▸ WHAT YOU SHOULD DO:
Tally the lines of the records below that contain the string "stem", and give only that number.

▸ Dataset records about where objects are located:
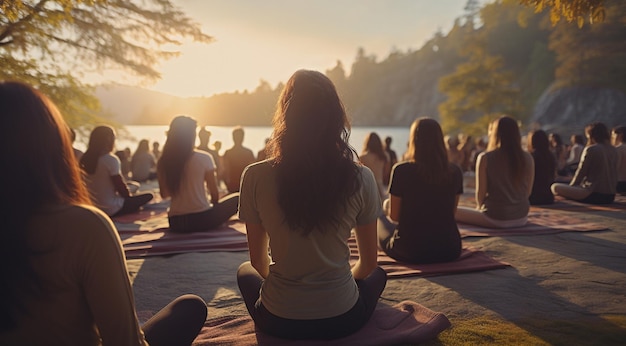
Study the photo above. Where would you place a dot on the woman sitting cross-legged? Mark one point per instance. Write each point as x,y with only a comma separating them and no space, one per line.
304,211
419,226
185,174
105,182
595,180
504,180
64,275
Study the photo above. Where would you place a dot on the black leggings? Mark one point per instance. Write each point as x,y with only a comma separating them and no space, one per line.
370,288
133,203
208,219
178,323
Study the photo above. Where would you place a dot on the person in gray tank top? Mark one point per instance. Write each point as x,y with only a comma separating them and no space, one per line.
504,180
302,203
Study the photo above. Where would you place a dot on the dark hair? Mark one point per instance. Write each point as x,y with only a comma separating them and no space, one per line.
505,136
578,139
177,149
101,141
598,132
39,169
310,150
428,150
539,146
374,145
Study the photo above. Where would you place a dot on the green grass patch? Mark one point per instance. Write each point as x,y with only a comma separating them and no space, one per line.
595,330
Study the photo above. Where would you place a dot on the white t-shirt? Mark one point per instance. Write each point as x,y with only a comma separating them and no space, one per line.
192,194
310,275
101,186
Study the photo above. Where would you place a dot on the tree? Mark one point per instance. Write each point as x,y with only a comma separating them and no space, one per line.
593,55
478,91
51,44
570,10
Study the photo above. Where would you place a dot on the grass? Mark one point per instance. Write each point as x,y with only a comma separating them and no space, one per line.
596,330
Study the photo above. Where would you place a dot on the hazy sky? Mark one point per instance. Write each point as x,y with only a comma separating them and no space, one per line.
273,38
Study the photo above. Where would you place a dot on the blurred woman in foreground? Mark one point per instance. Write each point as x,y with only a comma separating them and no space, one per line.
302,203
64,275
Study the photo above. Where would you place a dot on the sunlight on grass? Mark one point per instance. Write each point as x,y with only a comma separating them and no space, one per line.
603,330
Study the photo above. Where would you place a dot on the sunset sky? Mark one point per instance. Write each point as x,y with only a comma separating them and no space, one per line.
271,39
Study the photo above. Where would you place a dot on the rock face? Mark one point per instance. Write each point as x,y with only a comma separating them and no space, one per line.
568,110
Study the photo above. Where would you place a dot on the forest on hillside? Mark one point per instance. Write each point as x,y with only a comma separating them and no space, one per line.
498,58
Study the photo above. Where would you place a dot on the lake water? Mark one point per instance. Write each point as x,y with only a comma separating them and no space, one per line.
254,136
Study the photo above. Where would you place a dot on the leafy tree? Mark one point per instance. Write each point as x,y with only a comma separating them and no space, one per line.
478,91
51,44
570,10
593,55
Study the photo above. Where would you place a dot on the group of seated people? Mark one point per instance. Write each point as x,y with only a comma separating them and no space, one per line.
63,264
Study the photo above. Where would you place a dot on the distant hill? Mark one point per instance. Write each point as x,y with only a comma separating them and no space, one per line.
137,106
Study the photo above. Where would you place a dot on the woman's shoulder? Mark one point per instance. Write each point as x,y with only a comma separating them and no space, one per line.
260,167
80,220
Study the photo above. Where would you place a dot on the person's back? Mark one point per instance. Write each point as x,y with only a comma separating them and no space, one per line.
--
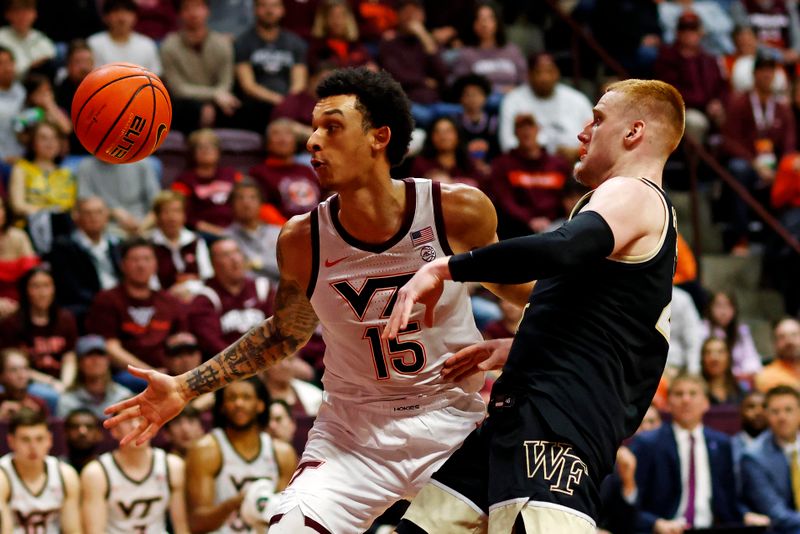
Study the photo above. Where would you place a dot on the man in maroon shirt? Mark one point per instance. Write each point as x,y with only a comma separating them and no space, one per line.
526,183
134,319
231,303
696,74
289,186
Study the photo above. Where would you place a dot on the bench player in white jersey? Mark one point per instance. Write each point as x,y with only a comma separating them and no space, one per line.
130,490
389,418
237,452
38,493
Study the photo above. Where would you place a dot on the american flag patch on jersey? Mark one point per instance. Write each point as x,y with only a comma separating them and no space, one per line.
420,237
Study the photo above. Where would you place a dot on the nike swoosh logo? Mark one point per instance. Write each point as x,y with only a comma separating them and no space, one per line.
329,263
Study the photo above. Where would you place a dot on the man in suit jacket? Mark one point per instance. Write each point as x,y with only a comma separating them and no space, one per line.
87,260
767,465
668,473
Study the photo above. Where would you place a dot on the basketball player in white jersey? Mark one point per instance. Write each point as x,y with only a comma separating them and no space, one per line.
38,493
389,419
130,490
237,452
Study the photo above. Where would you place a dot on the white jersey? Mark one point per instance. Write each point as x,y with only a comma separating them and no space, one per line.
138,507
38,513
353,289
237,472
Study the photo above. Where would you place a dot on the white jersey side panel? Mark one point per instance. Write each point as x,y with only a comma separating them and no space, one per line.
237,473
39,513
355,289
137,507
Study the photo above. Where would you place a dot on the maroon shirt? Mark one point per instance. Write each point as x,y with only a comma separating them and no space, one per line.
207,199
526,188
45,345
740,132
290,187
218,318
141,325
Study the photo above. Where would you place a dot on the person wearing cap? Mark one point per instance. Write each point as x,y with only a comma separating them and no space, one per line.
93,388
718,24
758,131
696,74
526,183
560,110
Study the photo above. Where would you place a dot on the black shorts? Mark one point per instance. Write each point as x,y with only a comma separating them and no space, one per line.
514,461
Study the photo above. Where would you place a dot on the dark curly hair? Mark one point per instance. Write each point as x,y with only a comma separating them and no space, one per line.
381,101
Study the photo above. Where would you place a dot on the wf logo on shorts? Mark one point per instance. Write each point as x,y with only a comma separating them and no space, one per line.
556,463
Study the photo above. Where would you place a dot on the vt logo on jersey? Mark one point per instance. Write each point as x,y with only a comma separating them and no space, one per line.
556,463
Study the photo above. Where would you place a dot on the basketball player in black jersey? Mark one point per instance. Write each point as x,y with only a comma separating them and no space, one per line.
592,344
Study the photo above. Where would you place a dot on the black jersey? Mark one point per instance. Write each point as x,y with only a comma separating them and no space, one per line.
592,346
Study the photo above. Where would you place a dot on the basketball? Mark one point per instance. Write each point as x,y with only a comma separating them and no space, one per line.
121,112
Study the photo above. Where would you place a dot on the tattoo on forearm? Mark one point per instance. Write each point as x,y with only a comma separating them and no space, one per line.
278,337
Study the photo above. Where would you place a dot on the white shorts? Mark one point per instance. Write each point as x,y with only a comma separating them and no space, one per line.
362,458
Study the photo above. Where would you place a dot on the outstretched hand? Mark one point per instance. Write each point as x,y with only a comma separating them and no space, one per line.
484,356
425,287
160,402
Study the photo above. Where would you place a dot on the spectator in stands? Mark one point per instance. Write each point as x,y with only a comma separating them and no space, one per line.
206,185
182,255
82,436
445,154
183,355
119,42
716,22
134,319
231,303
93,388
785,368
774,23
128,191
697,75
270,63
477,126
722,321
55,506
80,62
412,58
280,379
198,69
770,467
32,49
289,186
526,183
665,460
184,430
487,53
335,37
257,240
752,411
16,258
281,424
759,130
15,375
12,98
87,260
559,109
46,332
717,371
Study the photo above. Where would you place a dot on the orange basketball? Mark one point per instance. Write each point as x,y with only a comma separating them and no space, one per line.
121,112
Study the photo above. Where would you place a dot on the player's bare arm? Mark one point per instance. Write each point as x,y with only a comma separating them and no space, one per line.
* * *
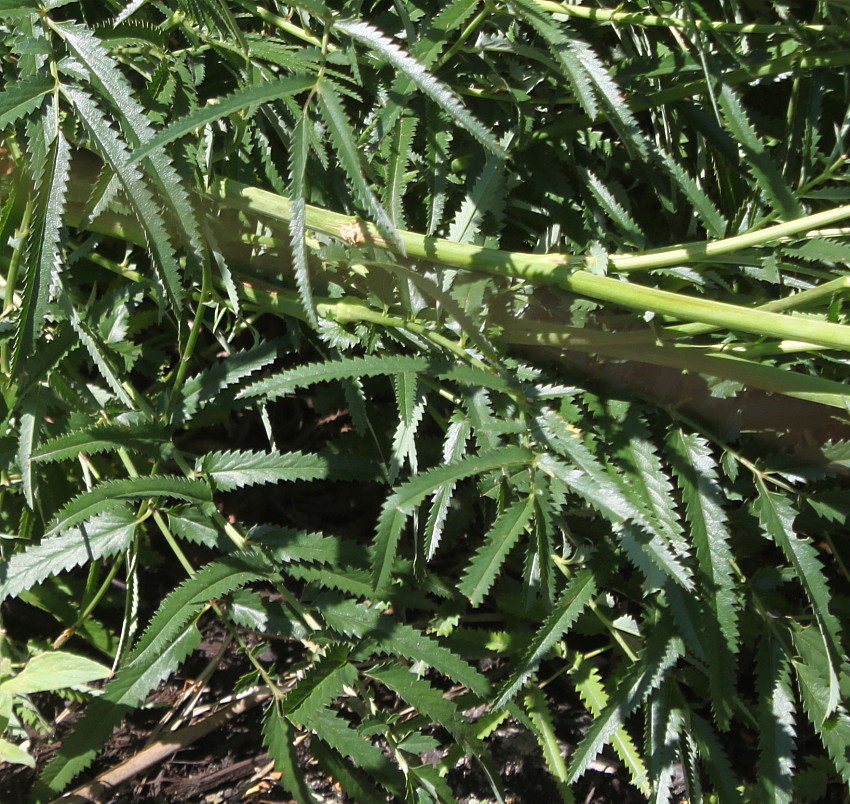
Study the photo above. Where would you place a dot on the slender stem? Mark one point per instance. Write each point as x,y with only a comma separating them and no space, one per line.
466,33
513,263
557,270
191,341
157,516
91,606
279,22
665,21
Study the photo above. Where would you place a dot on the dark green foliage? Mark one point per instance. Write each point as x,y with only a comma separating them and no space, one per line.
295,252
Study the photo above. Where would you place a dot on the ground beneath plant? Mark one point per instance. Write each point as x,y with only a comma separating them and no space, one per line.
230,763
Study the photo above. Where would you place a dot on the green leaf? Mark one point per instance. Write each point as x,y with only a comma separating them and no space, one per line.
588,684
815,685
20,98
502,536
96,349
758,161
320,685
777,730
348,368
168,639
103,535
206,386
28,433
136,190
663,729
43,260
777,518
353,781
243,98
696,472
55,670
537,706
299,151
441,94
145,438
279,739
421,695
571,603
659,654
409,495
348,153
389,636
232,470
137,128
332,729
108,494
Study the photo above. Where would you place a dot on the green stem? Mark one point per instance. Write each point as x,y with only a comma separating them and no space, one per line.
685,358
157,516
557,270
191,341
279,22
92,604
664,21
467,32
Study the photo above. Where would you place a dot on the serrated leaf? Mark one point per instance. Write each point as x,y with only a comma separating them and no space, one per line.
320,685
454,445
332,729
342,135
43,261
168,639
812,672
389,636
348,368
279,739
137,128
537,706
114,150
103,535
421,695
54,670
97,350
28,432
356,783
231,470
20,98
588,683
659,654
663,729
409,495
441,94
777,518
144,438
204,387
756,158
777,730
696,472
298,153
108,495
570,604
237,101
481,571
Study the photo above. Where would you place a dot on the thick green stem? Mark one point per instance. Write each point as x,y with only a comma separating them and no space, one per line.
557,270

▸ TASK SOLUTION:
3